> _Input data_:

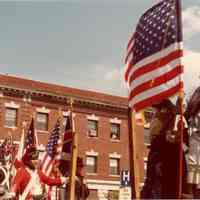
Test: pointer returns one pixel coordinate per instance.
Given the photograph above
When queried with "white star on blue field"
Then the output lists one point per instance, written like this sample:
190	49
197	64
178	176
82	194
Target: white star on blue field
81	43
--
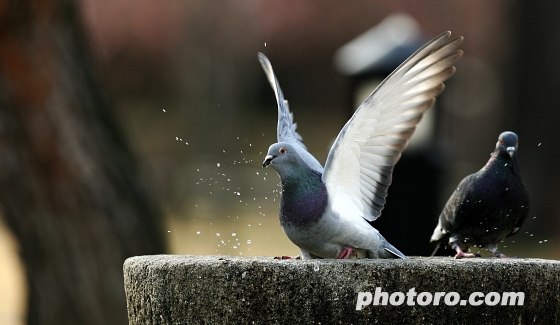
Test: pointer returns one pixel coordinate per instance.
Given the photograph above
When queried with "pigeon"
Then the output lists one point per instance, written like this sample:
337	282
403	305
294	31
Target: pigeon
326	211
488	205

> _What the task asks_: Only the lines above that include the word "When" belong in the answer; copy each one.

> _Finished exercise_:
When queried with "white star on blue field"
When queried with "pigeon"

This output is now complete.